> **What to work on**
Which lines of the entries below contain the string "instance"? Copy each one.

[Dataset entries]
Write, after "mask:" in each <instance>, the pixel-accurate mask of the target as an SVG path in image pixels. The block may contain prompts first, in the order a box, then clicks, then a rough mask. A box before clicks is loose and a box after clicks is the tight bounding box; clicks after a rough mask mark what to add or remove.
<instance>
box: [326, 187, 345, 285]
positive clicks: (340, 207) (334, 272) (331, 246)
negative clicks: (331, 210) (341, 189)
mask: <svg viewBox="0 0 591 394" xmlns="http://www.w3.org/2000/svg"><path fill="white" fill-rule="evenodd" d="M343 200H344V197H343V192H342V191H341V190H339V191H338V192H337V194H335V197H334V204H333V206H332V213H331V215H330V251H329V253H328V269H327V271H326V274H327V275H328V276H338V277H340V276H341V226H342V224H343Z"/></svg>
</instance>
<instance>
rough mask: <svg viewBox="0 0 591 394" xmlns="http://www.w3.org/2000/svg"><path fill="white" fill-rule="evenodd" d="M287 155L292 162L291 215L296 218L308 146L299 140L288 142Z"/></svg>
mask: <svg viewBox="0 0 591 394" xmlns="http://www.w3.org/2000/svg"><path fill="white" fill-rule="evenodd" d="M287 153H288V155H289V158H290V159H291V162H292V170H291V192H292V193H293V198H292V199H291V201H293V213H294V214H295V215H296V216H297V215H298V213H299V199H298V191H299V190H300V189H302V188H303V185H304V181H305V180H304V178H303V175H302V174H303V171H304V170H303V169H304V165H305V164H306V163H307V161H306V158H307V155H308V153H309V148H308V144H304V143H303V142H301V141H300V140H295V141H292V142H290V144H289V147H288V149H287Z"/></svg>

> **Answer space**
Write, after "mask:" in each <instance>, the pixel-accurate mask of the target as an SVG path in image pixels. The block may contain prompts first, in the order a box, then clicks, then a rough mask. A box before clicks is loose and a box after clicks is the tight bounding box; clicks after a rough mask mark what to add or remove.
<instance>
</instance>
<instance>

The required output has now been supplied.